Passage given>
******************************

East Carolina and the Ghosts of the Air Raid

Andrew Bucholtz
July 28, 2011

The saga of Craig James, Mike Leach and Texas Tech has left its impacts all over the map of college football, but one of the most interesting residues of that era is at a small Conference USA school: East Carolina University.

The ECU Pirates have been playing football since 1932 but haven’t found all that much success over time, and are perhaps mostly known to college football fans for having coaches Pat Dye and Skip Holtz pass through on their way to jobs at more powerful schools. Since Holtz’s departure for the University of South Florida after the 2009 season, though, ECU’s undergone a makeover, and it’s one that looks very familiar.

Holtz, son of former Notre Dame coach and current ESPN commentator Lou Holtz, left big shoes to fill. The Pirates won only a combined total of three games over the 2003 and 2004 seasons under former Florida Gators’ defensive coordinator John Thompson, and a change had to be made. Skip Holtz had been a I-AA head coach at Connecticut and had served with his father at South Carolina, but hadn’t coached at the I-A level before, so the Pirates took a risk on him. That gamble paid off.

******************************

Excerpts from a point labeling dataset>

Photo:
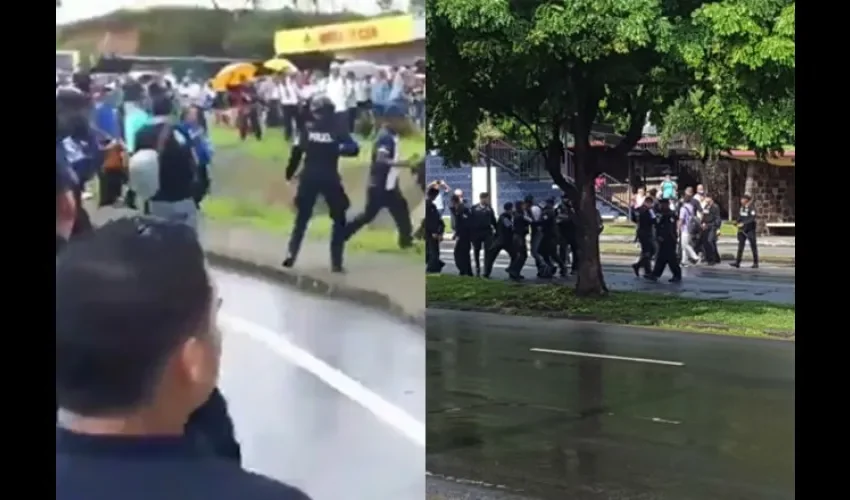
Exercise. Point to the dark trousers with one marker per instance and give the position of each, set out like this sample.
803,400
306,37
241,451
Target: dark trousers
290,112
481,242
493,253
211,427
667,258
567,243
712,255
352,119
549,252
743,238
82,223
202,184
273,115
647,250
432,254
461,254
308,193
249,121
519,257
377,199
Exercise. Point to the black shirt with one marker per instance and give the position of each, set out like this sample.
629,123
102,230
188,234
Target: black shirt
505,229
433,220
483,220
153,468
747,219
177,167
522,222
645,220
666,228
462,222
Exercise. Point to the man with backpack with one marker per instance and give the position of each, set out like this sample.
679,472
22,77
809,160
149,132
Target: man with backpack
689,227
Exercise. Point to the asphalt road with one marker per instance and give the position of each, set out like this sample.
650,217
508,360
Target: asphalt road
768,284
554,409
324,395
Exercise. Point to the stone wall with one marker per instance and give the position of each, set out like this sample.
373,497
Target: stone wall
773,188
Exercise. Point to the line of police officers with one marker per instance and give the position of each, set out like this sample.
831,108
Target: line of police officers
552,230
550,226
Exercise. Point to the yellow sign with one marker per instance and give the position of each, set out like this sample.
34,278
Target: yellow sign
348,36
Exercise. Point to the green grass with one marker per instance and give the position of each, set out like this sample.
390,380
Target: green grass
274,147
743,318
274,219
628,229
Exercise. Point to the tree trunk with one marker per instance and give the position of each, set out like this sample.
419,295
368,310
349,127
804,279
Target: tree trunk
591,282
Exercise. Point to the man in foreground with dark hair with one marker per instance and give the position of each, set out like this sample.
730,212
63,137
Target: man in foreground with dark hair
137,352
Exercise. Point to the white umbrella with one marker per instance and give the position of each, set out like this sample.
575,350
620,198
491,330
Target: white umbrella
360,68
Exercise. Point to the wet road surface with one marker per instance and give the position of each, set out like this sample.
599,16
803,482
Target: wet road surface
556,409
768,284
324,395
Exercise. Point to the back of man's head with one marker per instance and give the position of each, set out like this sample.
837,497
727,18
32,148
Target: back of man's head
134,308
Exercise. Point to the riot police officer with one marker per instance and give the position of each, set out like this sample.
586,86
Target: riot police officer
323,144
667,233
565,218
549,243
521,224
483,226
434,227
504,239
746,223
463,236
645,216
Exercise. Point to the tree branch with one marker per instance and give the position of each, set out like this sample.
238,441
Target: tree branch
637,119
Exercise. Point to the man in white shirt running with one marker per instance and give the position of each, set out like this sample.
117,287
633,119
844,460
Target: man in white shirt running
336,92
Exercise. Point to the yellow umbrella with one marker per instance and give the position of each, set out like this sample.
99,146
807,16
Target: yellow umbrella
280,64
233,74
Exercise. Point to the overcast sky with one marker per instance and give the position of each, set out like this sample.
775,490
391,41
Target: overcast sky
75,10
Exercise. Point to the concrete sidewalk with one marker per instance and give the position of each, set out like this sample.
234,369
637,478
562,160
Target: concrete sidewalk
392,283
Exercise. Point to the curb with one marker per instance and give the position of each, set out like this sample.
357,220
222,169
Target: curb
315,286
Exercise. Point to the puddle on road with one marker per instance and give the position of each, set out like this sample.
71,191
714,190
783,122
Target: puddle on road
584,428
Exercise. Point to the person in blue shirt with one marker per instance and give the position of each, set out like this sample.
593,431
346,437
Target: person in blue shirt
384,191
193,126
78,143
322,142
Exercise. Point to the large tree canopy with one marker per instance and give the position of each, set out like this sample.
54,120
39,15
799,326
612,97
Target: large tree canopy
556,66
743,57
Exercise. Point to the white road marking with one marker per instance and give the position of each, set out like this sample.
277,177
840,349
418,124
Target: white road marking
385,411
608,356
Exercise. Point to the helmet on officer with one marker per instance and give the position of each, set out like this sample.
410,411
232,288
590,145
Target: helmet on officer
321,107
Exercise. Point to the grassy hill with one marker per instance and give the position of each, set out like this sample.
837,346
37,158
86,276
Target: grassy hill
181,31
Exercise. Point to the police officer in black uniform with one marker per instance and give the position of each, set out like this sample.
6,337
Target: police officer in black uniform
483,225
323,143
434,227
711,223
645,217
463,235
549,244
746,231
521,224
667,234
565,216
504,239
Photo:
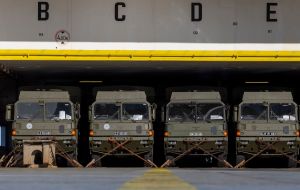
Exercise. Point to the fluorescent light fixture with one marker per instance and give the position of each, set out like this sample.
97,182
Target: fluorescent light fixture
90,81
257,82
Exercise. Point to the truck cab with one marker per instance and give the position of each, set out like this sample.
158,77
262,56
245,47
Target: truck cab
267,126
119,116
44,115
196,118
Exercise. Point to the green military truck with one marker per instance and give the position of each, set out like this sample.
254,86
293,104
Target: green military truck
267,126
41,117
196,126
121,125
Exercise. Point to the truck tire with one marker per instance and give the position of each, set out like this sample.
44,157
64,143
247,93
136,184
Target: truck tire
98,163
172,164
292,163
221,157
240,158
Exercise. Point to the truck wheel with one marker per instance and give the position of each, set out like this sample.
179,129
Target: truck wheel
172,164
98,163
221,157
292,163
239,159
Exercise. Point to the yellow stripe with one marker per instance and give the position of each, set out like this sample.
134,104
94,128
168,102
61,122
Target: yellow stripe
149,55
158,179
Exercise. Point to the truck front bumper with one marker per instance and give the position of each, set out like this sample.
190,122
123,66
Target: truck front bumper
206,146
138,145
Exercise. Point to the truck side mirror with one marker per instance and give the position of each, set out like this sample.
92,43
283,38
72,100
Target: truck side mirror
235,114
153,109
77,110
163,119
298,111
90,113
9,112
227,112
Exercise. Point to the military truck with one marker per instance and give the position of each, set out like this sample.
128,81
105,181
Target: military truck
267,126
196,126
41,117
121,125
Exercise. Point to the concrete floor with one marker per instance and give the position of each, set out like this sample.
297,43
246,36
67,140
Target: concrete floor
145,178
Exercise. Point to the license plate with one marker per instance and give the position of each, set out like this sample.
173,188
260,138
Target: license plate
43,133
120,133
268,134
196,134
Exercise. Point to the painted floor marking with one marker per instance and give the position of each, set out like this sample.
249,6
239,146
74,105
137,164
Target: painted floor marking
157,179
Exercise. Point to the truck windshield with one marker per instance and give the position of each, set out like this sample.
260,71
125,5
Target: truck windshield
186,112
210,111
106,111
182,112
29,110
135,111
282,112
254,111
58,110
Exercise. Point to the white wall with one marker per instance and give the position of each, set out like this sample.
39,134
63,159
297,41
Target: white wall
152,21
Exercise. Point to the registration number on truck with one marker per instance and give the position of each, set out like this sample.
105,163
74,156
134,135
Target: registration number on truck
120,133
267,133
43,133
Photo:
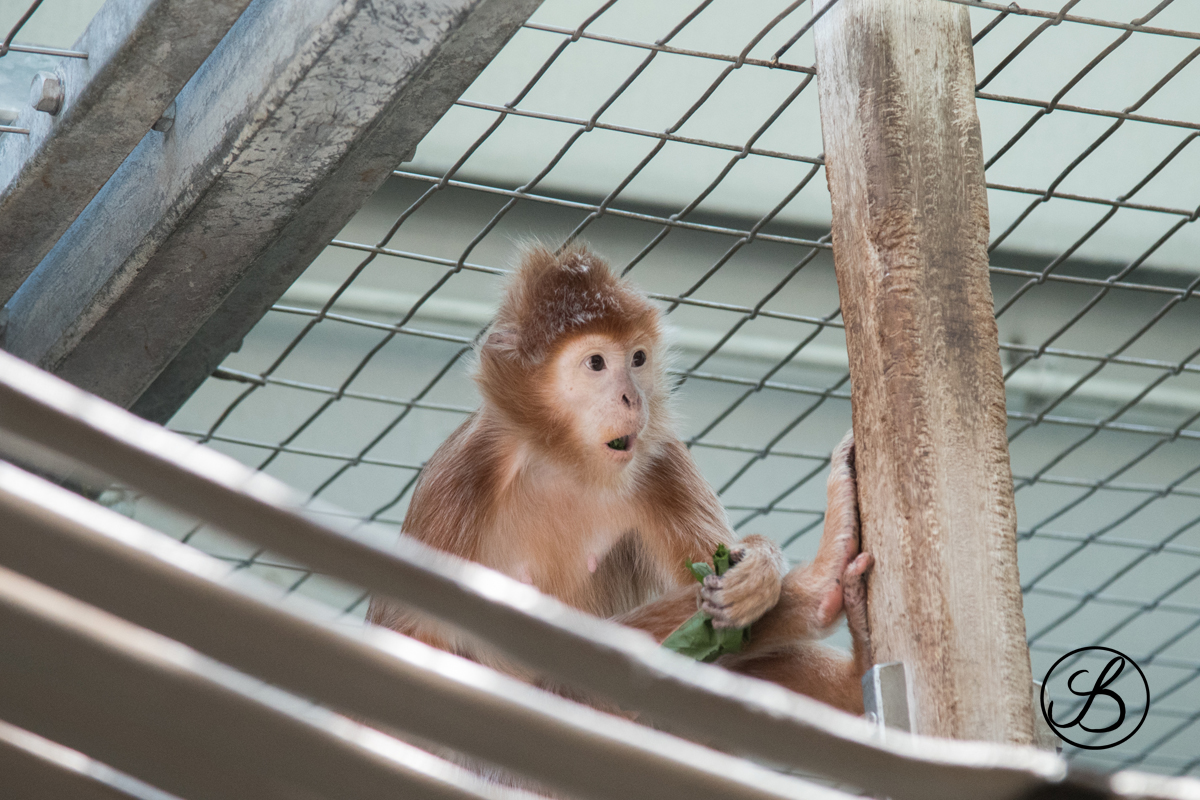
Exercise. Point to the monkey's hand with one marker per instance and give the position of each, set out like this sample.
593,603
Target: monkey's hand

******************************

Jobs>
A. In the article on East Carolina football, how many games did the Pirates win in total over the 2003 and 2004 seasons?
B. List every person that the article on East Carolina football identifies as a coach.
C. Repeat the article on East Carolina football word for word, starting at the words "Andrew Bucholtz" and ending after "looks very familiar.".
You won't need the rows for any of this.

Outputs for the tasks>
A. Three games.

B. Pat Dye, Skip Holtz, Lou Holtz, John Thompson

C.
Andrew Bucholtz
July 28, 2011

The saga of Craig James, Mike Leach and Texas Tech has left its impacts all over the map of college football, but one of the most interesting residues of that era is at a small Conference USA school: East Carolina University.

The ECU Pirates have been playing football since 1932 but haven’t found all that much success over time, and are perhaps mostly known to college football fans for having coaches Pat Dye and Skip Holtz pass through on their way to jobs at more powerful schools. Since Holtz’s departure for the University of South Florida after the 2009 season, though, ECU’s undergone a makeover, and it’s one that looks very familiar.